Quote every line of the records below word for word, changing nothing.

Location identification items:
_____
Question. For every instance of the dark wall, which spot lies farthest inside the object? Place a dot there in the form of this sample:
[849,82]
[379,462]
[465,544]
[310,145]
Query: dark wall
_____
The response:
Question. For every instance of the dark wall, which spot lies farthest inside the object? Place a dot there in the form of this sample:
[849,82]
[379,462]
[465,544]
[310,145]
Query: dark wall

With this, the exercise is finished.